Directions: Put every line of all the records below into a numbered list, skipping any blank lines. Leave the pictures out of your answer.

--- Given records ---

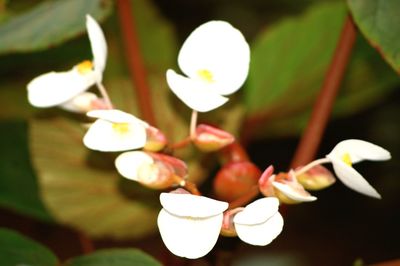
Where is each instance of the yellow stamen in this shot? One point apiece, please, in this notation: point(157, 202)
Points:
point(121, 128)
point(205, 75)
point(347, 159)
point(84, 67)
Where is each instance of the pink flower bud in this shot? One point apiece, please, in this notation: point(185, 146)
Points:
point(316, 178)
point(235, 179)
point(210, 139)
point(156, 140)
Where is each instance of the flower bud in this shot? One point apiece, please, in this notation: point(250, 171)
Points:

---

Exercise answer:
1. Where is each instance of the yellow stamen in this shot? One point apiece, please, in this notation: point(157, 202)
2. Points:
3. point(121, 128)
4. point(205, 75)
5. point(347, 159)
6. point(84, 67)
7. Where is each instance of the pink flower bud in this shot? One point apiece, please, in this notation: point(185, 146)
8. Points:
9. point(316, 178)
10. point(235, 179)
11. point(210, 139)
12. point(156, 140)
13. Where is each instance of the flower bud in this shot? One point apiece, please, in this notation: point(250, 171)
14. Points:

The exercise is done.